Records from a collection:

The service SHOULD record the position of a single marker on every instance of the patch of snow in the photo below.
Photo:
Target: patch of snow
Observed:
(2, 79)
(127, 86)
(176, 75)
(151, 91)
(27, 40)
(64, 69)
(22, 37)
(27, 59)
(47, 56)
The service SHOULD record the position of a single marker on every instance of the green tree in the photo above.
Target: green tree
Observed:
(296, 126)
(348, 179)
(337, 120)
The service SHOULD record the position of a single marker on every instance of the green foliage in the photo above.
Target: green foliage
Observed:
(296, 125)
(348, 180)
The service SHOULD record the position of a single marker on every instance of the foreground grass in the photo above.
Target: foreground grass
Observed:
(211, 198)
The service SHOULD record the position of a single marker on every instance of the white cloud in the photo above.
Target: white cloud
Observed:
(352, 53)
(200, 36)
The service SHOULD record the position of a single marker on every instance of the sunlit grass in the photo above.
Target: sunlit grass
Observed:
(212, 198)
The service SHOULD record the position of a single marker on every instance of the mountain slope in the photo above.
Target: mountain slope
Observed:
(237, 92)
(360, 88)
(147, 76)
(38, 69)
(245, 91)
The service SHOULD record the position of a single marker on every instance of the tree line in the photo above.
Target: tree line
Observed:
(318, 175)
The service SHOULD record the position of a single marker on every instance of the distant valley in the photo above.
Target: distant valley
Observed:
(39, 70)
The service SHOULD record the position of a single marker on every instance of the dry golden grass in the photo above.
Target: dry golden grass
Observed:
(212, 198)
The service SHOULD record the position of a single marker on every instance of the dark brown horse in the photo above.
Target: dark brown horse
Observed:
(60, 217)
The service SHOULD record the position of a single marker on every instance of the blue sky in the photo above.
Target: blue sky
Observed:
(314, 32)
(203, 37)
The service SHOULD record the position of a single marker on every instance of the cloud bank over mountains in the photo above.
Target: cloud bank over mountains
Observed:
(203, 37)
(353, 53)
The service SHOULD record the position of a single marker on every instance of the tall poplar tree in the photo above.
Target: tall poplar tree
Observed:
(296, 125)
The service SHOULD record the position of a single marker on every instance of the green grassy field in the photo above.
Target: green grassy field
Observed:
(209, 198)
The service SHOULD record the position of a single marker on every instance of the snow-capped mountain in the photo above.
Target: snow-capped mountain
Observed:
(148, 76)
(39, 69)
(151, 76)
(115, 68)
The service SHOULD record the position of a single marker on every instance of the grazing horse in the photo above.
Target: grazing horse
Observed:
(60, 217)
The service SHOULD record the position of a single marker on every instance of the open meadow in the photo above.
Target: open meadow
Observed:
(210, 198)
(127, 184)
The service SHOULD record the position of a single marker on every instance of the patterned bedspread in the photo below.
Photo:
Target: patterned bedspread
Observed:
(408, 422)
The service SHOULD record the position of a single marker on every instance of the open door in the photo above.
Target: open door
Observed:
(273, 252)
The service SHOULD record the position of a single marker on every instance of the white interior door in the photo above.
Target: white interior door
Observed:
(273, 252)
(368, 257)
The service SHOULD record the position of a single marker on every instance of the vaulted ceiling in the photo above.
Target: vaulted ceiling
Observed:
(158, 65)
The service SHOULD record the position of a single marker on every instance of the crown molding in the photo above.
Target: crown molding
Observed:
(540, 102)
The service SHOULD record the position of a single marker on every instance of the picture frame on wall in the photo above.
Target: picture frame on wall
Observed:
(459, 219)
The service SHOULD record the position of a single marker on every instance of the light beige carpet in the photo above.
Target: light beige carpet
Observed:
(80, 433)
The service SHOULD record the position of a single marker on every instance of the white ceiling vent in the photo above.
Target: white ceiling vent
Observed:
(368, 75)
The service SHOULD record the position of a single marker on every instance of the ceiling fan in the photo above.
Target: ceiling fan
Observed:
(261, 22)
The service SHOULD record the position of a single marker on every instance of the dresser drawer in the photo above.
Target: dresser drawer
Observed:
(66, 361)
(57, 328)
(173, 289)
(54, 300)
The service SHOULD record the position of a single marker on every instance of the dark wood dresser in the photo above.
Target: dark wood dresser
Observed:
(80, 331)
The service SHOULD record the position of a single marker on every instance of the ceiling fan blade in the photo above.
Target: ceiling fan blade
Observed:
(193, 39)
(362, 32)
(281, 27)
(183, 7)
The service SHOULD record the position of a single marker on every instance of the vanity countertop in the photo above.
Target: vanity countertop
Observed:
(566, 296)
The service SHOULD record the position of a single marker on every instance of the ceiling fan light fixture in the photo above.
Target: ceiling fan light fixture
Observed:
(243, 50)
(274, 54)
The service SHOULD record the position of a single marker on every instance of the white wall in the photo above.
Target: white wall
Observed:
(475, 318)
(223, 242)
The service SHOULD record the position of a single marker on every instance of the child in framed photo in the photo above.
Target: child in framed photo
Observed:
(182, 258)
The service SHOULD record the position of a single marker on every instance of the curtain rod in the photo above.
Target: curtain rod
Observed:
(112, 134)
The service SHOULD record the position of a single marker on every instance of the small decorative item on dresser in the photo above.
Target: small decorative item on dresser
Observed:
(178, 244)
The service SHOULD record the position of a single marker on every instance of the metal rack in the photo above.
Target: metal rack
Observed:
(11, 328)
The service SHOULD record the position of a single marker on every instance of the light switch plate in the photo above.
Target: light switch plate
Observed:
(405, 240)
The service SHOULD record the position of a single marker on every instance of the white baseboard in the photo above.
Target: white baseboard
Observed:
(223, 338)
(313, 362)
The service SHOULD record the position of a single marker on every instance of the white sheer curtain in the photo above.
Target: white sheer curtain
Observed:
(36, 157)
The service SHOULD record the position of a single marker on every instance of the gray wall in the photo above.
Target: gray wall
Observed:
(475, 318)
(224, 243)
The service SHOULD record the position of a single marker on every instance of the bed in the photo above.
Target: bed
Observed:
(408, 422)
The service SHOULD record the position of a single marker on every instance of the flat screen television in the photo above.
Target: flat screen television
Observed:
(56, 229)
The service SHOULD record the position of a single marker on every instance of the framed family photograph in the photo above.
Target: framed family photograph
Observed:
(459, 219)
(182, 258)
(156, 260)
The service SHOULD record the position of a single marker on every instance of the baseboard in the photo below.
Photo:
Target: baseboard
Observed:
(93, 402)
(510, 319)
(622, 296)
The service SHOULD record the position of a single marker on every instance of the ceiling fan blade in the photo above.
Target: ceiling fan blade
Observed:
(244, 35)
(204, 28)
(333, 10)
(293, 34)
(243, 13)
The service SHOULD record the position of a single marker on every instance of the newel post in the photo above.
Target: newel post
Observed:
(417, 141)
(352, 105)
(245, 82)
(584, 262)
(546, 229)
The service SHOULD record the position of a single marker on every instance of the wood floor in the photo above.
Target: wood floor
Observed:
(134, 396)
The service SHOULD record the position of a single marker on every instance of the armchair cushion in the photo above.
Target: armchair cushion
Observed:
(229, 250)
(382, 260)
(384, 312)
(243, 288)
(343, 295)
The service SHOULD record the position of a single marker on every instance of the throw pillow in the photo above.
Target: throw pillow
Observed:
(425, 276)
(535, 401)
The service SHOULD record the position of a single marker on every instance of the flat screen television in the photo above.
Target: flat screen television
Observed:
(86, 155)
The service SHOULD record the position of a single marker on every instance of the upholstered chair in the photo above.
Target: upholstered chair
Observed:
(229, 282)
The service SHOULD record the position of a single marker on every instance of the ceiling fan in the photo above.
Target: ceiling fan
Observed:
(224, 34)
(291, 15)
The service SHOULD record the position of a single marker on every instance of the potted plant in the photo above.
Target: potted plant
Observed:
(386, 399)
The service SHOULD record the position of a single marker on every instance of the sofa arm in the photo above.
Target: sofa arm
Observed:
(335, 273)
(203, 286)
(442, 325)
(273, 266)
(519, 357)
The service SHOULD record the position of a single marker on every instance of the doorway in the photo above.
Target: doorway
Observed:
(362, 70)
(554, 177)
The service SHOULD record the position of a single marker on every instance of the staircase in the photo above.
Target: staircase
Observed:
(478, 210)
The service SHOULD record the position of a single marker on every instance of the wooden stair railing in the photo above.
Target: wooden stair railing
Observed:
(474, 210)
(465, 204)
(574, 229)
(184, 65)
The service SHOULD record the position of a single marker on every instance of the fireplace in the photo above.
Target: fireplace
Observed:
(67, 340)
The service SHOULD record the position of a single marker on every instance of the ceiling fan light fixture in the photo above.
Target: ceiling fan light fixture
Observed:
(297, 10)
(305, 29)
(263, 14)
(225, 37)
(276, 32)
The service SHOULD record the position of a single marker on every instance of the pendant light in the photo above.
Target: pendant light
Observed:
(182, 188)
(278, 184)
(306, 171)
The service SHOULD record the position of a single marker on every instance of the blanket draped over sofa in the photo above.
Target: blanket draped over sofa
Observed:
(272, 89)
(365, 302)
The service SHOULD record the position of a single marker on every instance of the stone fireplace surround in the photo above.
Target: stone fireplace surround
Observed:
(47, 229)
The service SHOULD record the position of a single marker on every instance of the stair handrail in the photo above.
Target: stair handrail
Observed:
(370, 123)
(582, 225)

## Required work:
Looking through the records, copy out every line in which the word "plate" is found.

## Response to this task:
The service SHOULD record the position of a single marker on every instance of the light switch plate in the photo above.
Target: light switch plate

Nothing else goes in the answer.